» THE TASK: Swap every "Target" in these lines for "Object", and write the lines out again with nothing else changed.

» DATASET EXTRACT:
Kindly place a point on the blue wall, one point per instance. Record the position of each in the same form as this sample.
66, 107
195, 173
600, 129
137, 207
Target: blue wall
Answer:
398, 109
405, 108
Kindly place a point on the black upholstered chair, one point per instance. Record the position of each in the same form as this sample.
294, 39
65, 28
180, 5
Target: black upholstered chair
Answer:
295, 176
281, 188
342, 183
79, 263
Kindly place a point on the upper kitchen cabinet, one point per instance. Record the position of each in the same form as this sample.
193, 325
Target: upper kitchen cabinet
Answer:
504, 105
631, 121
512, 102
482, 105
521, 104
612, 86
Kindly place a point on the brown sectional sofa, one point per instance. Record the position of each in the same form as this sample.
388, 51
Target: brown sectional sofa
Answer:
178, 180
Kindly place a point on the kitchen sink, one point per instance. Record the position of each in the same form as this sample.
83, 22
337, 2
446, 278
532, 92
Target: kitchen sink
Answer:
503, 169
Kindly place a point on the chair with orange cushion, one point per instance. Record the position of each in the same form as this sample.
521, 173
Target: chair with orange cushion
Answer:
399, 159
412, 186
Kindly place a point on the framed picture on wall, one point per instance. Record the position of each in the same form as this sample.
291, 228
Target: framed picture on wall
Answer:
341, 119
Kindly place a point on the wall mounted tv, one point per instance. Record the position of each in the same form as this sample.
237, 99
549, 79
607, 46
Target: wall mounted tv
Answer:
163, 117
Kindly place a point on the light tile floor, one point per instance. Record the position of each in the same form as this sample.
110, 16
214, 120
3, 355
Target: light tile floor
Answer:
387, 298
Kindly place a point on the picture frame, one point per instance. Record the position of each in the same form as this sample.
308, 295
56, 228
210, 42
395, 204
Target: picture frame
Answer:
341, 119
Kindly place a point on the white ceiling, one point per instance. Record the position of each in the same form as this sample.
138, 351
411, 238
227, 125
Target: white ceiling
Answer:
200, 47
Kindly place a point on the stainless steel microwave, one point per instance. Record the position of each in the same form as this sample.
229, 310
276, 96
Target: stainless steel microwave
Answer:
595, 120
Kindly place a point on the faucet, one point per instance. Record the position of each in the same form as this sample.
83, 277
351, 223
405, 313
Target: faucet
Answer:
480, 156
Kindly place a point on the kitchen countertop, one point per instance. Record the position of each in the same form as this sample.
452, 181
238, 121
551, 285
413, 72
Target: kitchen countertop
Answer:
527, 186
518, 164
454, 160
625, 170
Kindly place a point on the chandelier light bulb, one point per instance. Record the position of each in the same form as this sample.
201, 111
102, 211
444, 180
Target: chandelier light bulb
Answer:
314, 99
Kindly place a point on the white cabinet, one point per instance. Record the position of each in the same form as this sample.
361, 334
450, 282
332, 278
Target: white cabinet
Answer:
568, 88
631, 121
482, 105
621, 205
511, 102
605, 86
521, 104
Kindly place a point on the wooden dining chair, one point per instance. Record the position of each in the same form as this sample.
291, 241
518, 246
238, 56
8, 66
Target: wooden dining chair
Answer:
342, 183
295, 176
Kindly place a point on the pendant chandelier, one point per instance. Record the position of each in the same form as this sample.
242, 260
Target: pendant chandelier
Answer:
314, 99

» ANSWER FOR THIS EXERCISE:
Kindly place a point on the blue wall, one point per instance. Record the position of each in the same form as this sample.
66, 107
195, 173
600, 129
137, 207
Object: blue wall
Answer:
398, 109
405, 108
Kindly place a point on the black upholstered chair, one point per instance. Record the position of each in the same form as this sample.
294, 39
65, 28
180, 5
Object: black upholstered chair
Answer:
295, 176
281, 188
342, 183
79, 263
Kindly place a point on the upper kitchen cabinet, one point per instance. Record the position of each in the same form as this sample.
193, 325
Object: upper kitchen cabinet
Answer:
504, 105
631, 121
512, 102
482, 105
521, 104
612, 86
Kindly place a point on the brown sectional sofa, one point per instance. Record the position of each in the same form as this sample.
388, 51
Object: brown sectional sofa
Answer:
178, 180
Kindly place a point on the kitchen sink, one point per instance. Record the position of each in the same form as this sample.
83, 22
337, 2
446, 278
532, 92
Object: kitchen sink
Answer:
503, 169
Kindly place a point on the chair with orange cushion, one point per instance. Record the position of each in the same form as this sample.
521, 173
Object: chair with orange cushion
Answer:
399, 159
412, 186
Kindly place a point on the framed picture on wall, one point per instance. Record the position of each in the same form as this sample.
291, 228
Object: framed picture on wall
Answer:
341, 119
Kindly place a point on the wall mounted tv, one point per instance. Record the position of each in the same form as this sample.
237, 99
549, 79
607, 46
Object: wall mounted tv
Answer:
163, 117
Kindly place a point on the light tile floor, one point per instance. Record the position of each in the same form as this sample.
110, 16
214, 120
3, 355
Object: light tile floor
Answer:
387, 298
Kindly place a point on the picture frame, one point per instance. Record the position of each in the same form as this sample.
308, 295
56, 228
210, 42
395, 204
Object: picture frame
Answer:
341, 119
Kindly place a point on the white ceiling, one point per instance. Record the position of each in the same form as this sample.
138, 351
411, 238
227, 125
Object: white ceiling
Answer:
200, 47
Kindly place a point on the stainless steel microwave, one point per instance. Record the position of each in the same form as this sample.
229, 310
276, 96
Object: stainless steel microwave
Answer:
595, 120
Kindly place a point on the faucet, one point per instance. Record the position of each in the same form as this sample.
83, 277
351, 223
405, 313
Object: faucet
Answer:
480, 156
Kindly place a point on the kitchen countertop, one point per instance. Record the position of each in the same form as this sample.
452, 181
238, 121
551, 285
413, 72
Object: kitchen countertop
Answer:
527, 186
518, 164
454, 160
625, 170
Kindly place a point on the chandelier light bulb, one point per instance. Record the position of each in the same form as this sample.
201, 111
102, 211
444, 180
Object: chandelier light bulb
Answer:
314, 99
Kindly place a point on the white cabinet, one point per instance. Record the position of each in the same form as this sample.
361, 334
450, 282
332, 278
Object: white cabinet
Answer:
568, 88
631, 121
482, 105
621, 205
511, 102
605, 86
521, 104
Kindly place a point on the wooden dining chair, one point per instance. Record the position of each in the same form as this sample.
291, 241
518, 246
238, 56
8, 66
Object: wooden dining chair
Answer:
342, 183
295, 176
Kindly place a point on the pendant chandelier, one point per instance. Record the position of each in the same form as this sample.
242, 260
Object: pendant chandelier
Answer:
314, 99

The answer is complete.